▶ SET TASK:
Rewrite the listing from the line containing "Where can the advertising" through the end, changing "advertising screen" to "billboard" and keeping everything else the same.

▶ SUPPLIED MATERIAL:
++++++++
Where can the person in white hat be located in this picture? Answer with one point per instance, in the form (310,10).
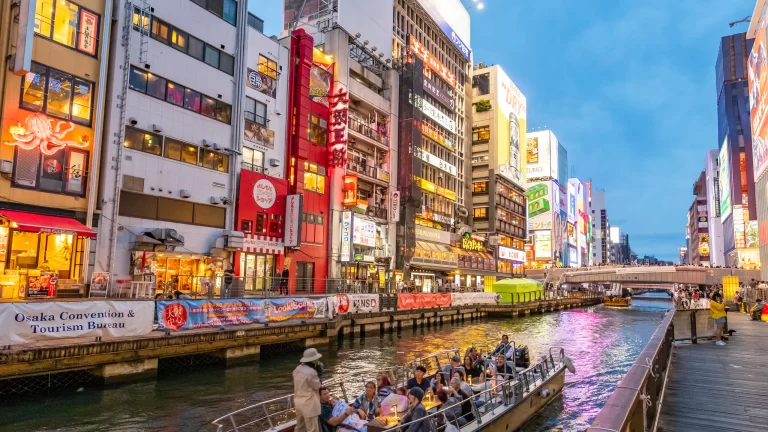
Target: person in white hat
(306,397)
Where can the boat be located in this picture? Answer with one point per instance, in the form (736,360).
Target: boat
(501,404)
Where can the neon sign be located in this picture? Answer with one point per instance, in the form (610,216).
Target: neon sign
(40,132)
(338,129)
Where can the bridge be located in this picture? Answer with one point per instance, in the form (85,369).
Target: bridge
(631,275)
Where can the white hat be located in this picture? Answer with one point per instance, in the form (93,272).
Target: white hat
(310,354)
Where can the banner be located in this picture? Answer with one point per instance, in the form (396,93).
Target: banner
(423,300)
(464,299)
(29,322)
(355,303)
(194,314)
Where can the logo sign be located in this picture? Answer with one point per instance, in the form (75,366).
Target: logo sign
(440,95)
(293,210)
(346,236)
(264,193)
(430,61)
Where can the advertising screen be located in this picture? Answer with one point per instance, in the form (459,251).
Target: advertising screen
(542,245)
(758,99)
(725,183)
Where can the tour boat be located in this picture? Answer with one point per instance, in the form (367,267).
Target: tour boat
++++++++
▶ RESPONSE TO THE EXERCISE:
Where can the billboard be located in this picture? Answer with one point per instance, in the form (459,251).
Target: billboard
(542,245)
(758,99)
(725,183)
Where can the tour boat be located in this picture? Answer with one point per instance, in the form (367,267).
Target: tour boat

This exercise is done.